PROBLEMS TO WORK ON >>
(A) From the film obituaries excerpt below, reproduce the stretch from "Umi would star" through "the age of 54.".
(B) In the film obituaries excerpt below, what caused Richard Sarafian's death?
(C) According to the film obituaries excerpt below, why did Paul Walker have to be identified through his dental records?
::: TEXT EXCERPT
Umi would star in films throughout the 1960s to the 1980s, such as "Dosa Wanita", "Esok Masih Ada" and "Medan Jaya". Her last appearance was in Eddie Pak's "Syukur 21" in 2000.

Maimon Mutalib

Actress Maimon Mutalib was in the terminal stage of breast cancer when she died at her home on 7 September after doctors concluded that nothing more could be done. Her cancer was kept a secret until her death at the age of 54.

Unlike her contemporaries, Maimon came to be known only very recently with her first credited appearance in Zaili Sulan's "Qabil Khushry Qabil Igam" in 2007. However, her acting prowess has been recognised with four nominations at the Anugerah Skrin in 2008, 2011 and 2012. Maimon had her first leading role in 2011's "Sumpahan Puaka" and her last role in "Aku Akan Muncul" is also a major role.

Richard Sarafian

Richard Sarafian died at the age of 82 from pneumonia on 18 September. Sarafian started out as a television director in 1961, after meeting with director Robert Altman during the Korean War. He would make his feature directorial debut with "Terror at Black Falls" in 1962, that would eventually lead to his cult favourite Vanishing Point" in 1971.

Paul Walker

It was a tragic afternoon on 30 November when the world learned that one of the men burned in the fires of the car wreck at a parkway in California was actor Paul Walker. Although reports stated that the 40 year old Walker had died upon impact, they had to identify him through his dental records as his body was burned beyond recognition.

Walker started out young as an actor, but wouldn't find great success as an actor until his role in "The Fast & The Furious" alongside Vin Diesel in 2001, and was in the midst of filming the seventh installment of the series when the accident happened.
::::::
::: RECORDED DATA
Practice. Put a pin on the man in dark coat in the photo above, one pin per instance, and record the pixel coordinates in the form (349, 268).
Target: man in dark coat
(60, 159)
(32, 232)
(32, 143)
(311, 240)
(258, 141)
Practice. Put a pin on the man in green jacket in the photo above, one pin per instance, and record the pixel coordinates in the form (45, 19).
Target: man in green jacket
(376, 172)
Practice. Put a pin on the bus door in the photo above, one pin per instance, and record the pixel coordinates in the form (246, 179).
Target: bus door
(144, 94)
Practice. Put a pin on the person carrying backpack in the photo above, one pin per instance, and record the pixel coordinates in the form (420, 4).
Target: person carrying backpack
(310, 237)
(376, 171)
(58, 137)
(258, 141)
::::::
TASK ANSWERS >>
(A)
Umi would star in films throughout the 1960s to the 1980s, such as "Dosa Wanita", "Esok Masih Ada" and "Medan Jaya". Her last appearance was in Eddie Pak's "Syukur 21" in 2000.

Maimon Mutalib

Actress Maimon Mutalib was in the terminal stage of breast cancer when she died at her home on 7 September after doctors concluded that nothing more could be done. Her cancer was kept a secret until her death at the age of 54.

(B) Pneumonia.

(C) His body was burned beyond recognition in the car wreck, so he had to be identified through his dental records.